Set down, in full, every record in the block.

Location identification entries
============================================================

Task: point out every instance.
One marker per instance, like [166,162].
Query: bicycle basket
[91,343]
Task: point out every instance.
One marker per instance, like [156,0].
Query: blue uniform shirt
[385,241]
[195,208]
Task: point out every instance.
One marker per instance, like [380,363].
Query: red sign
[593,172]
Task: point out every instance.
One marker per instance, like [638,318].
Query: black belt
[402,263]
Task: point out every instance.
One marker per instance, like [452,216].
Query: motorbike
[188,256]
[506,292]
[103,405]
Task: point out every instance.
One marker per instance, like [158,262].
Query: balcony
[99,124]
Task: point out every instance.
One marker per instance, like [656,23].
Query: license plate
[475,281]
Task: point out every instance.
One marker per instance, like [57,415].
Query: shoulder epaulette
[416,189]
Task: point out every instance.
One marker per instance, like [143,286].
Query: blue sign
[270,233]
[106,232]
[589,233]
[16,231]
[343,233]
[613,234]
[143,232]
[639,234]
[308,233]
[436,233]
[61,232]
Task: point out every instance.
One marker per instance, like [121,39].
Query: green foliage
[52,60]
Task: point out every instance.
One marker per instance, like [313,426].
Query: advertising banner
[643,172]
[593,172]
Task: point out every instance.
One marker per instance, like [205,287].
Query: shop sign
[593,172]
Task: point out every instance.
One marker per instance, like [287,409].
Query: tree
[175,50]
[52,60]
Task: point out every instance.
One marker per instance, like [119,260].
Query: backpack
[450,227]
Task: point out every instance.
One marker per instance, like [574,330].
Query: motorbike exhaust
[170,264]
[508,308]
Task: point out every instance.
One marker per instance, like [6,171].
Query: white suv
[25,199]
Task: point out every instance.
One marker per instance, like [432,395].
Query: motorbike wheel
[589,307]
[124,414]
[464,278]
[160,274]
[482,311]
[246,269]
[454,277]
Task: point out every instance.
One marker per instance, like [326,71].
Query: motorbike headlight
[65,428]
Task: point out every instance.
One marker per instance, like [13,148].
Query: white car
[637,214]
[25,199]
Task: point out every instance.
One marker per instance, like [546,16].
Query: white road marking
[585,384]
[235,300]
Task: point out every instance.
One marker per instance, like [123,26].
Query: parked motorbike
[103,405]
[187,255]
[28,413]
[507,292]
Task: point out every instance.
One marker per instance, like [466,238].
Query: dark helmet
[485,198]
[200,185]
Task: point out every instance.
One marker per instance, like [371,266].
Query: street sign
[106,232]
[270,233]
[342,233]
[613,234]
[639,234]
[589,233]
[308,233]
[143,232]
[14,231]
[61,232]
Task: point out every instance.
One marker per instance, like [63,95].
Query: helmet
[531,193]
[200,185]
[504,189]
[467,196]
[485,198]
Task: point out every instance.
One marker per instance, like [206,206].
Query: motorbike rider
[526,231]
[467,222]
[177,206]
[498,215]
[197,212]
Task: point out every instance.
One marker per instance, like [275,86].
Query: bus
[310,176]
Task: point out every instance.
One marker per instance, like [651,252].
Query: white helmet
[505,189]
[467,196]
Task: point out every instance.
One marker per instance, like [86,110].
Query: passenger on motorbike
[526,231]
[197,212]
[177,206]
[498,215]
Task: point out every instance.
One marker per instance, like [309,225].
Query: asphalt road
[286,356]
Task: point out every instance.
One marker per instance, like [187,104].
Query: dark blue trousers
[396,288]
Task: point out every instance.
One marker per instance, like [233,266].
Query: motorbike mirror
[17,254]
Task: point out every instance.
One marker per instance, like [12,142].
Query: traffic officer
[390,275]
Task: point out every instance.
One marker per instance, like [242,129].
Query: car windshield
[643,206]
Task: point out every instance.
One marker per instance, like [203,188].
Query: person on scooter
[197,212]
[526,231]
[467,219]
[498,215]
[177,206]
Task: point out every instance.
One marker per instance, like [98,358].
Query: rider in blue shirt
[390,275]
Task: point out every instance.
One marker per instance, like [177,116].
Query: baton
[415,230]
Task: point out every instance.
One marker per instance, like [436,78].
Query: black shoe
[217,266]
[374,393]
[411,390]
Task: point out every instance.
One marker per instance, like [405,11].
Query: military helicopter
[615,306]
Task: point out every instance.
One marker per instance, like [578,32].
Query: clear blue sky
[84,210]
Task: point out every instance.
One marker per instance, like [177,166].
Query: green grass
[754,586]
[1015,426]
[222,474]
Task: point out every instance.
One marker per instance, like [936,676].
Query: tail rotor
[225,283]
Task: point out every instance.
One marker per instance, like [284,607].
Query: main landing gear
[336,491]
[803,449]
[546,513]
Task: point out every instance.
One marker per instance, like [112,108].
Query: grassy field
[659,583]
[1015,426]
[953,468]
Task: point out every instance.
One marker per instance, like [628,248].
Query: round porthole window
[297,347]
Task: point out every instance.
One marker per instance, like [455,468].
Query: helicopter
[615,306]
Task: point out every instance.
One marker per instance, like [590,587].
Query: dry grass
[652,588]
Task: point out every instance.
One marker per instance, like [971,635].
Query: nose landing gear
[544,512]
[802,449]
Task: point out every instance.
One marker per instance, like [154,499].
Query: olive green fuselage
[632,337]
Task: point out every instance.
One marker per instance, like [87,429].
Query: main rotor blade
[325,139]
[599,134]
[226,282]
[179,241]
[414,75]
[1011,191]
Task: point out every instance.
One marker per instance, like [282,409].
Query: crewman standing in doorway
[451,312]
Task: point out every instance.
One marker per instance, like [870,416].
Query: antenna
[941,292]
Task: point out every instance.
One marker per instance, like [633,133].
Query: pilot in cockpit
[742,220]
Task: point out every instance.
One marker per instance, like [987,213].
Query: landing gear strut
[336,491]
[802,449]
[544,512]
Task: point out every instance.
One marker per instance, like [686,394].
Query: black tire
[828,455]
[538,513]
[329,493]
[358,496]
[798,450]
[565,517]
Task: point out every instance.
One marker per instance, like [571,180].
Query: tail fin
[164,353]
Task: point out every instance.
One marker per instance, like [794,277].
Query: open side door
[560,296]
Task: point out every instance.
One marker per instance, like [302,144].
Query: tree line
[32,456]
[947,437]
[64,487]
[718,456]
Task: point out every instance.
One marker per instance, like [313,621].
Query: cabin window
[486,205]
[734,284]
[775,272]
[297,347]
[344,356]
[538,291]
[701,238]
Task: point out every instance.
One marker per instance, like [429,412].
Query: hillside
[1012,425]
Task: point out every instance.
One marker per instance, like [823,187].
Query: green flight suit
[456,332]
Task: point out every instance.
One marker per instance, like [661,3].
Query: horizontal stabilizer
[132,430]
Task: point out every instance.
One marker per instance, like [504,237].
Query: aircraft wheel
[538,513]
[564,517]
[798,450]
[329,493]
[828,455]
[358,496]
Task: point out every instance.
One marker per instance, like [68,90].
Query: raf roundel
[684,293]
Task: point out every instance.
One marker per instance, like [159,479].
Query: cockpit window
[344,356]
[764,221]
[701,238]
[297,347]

============================================================

_The response_.
Task: point out every instance.
One marker per instance, like [166,162].
Query: bicycle basket
[91,343]
Task: point out every instance.
One marker per instance, like [156,0].
Query: blue uniform shirt
[385,241]
[195,208]
Task: point out every instance.
One marker per instance, like [380,363].
Query: red sign
[593,172]
Task: point out every instance.
One marker per instance, like [638,318].
Query: black belt
[402,263]
Task: point out every instance.
One marker per instance, like [452,216].
Query: motorbike
[188,256]
[506,292]
[103,405]
Task: point out every instance.
One marker per instance, like [158,262].
Query: balcony
[99,124]
Task: point out every instance.
One marker per instance, like [656,23].
Query: license plate
[475,281]
Task: point out every instance.
One marker per instance, like [57,415].
Query: shoulder epaulette
[416,189]
Task: point out every instance.
One marker per instance, like [143,286].
Query: blue sign
[270,233]
[106,232]
[589,233]
[16,231]
[343,233]
[613,234]
[143,232]
[639,234]
[308,233]
[436,233]
[61,232]
Task: point out every instance.
One marker per instance, like [121,39].
Query: green foliage
[52,60]
Task: point out every instance.
One marker per instance, like [313,426].
Query: advertising banner
[643,172]
[593,172]
Task: point out every instance.
One marker per instance, like [205,287].
Query: shop sign
[593,172]
Task: point out every instance.
One marker per instance, like [287,409].
Query: tree
[175,50]
[52,60]
Task: point out every instance.
One marker per instance, like [119,260].
Query: backpack
[450,227]
Task: point out every instance.
One marker per instance, like [574,330].
Query: motorbike exhaust
[170,264]
[508,308]
Task: point out every instance.
One marker per instance, like [6,171].
Query: white suv
[25,199]
Task: point out every instance.
One marker per instance, like [432,395].
Query: motorbike wheel
[589,307]
[124,414]
[464,278]
[160,274]
[482,311]
[246,269]
[454,277]
Task: point out every instance.
One marker per instance, like [326,71].
Query: motorbike headlight
[65,428]
Task: point out every instance.
One marker per instance, like [13,148].
Query: white car
[637,214]
[25,199]
Task: point out every instance.
One marker per instance, like [546,16].
Query: white road marking
[585,384]
[235,300]
Task: point out every instance.
One marker per instance, like [123,26].
Query: parked motorbike
[103,405]
[187,255]
[28,413]
[507,292]
Task: point out every instance.
One marker per instance, like [466,238].
Query: dark helmet
[485,198]
[200,185]
Task: point out every instance.
One marker per instance, like [371,266].
Query: street sign
[106,232]
[270,233]
[342,233]
[613,234]
[639,234]
[589,233]
[308,233]
[143,232]
[14,231]
[61,232]
Task: point out every instance.
One marker per instance, like [63,95].
Query: helmet
[531,193]
[200,185]
[504,189]
[467,196]
[485,198]
Task: point out every instance.
One marker per instance, like [206,206].
Query: motorbike rider
[526,231]
[467,222]
[177,206]
[498,215]
[197,212]
Task: point out every instance.
One marker per instance, like [275,86].
Query: bus
[310,176]
Task: point out every instance.
One marker per instance, like [651,252].
Query: white helmet
[505,189]
[467,196]
Task: point out every instance.
One marker per instance, like [86,110].
Query: passenger on motorbike
[526,231]
[197,212]
[177,206]
[498,215]
Task: point out every instance.
One marker per instance, like [309,225].
Query: asphalt road
[286,356]
Task: point out every instance.
One marker per instance, like [187,104].
Query: dark blue trousers
[396,288]
Task: point out every instance.
One marker per instance, like [233,266].
Query: motorbike mirror
[17,254]
Task: point out every instance.
One marker per instance, like [12,142].
Query: traffic officer
[390,275]
Task: point out every instance.
One marker per instance, like [242,129].
Query: car windshield
[643,206]
Task: point out every instance.
One marker per instance, like [203,188].
Query: person on scooter
[197,212]
[526,231]
[467,219]
[498,215]
[177,206]
Task: point out every instance.
One marker per instance, like [98,358].
Query: rider in blue shirt
[390,275]
Task: point out every instance.
One marker per instance, like [177,116].
Query: baton
[415,230]
Task: point out every instance.
One marker per instance, like [436,78].
Query: black shoe
[217,266]
[374,393]
[411,390]
Task: point out every instance.
One marker per instance, like [405,11].
Query: military helicopter
[615,306]
Task: point out every instance.
One marker per instance, like [578,32].
Query: clear blue sky
[84,210]
Task: point out every instance.
One marker per instance, like [177,166].
Query: green grass
[754,586]
[1015,426]
[222,474]
Task: point out every instance.
One marker per instance, like [936,676].
Query: tail rotor
[225,283]
Task: point out every instance.
One marker per instance, like [284,607].
Query: main landing gear
[336,491]
[803,449]
[546,513]
Task: point out every instance.
One marker per instance, like [112,108].
Query: grassy field
[659,583]
[1015,426]
[953,468]
Task: point out every instance.
One marker per instance, like [628,248].
Query: round porthole window
[297,347]
Task: point out every instance.
One marker per instance, like [455,468].
Query: helicopter
[615,306]
Task: point out every instance.
One marker per instance, like [590,587].
Query: dry grass
[652,588]
Task: point out every instance.
One marker per instance, like [971,635].
Query: nose landing gear
[544,512]
[802,449]
Task: point out every instance.
One marker per instance, like [154,499].
Query: olive green fuselage
[632,337]
Task: point out every instance.
One marker per instance, like [87,429].
Query: main rotor blade
[325,139]
[599,134]
[226,282]
[179,241]
[414,75]
[1011,191]
Task: point out every instance.
One marker per instance, like [282,409].
Query: crewman standing in doorway
[451,312]
Task: point out every instance.
One marker per instance, like [870,416].
Query: antenna
[941,292]
Task: point out every instance.
One marker per instance, like [633,133].
Query: pilot in cockpit
[742,220]
Task: point out every instance.
One marker per instance, like [987,213].
Query: landing gear strut
[336,491]
[802,449]
[544,512]
Task: point out every instance.
One marker per instance, like [686,394].
Query: black tire
[828,455]
[538,513]
[329,493]
[358,496]
[798,450]
[565,517]
Task: point out every instance.
One marker per instance, like [571,180].
Query: tail fin
[164,353]
Task: point out every instance.
One marker per instance, like [794,277].
Query: open side door
[560,296]
Task: point out every instance.
One marker per instance, like [302,144].
Query: tree line
[32,456]
[947,437]
[64,487]
[718,456]
Task: point out every instance.
One marker per instance, like [313,621].
Query: cabin window
[486,205]
[734,284]
[775,272]
[297,347]
[344,356]
[538,291]
[701,238]
Task: point out every instance.
One marker per instance, like [429,412].
Query: hillside
[1012,425]
Task: point out every instance.
One marker per instance, like [823,187].
Query: green flight suit
[456,332]
Task: point out every instance.
One marker per instance, like [661,3].
Query: horizontal stabilizer
[132,430]
Task: point out every instance.
One marker per instance, like [504,237].
Query: aircraft wheel
[538,513]
[564,517]
[798,450]
[329,493]
[828,455]
[358,496]
Task: point out every instance.
One marker per instance, like [68,90].
Query: raf roundel
[684,293]
Task: point out every instance.
One marker per instance, like [159,479].
Query: cockpit window
[344,356]
[764,221]
[701,238]
[297,347]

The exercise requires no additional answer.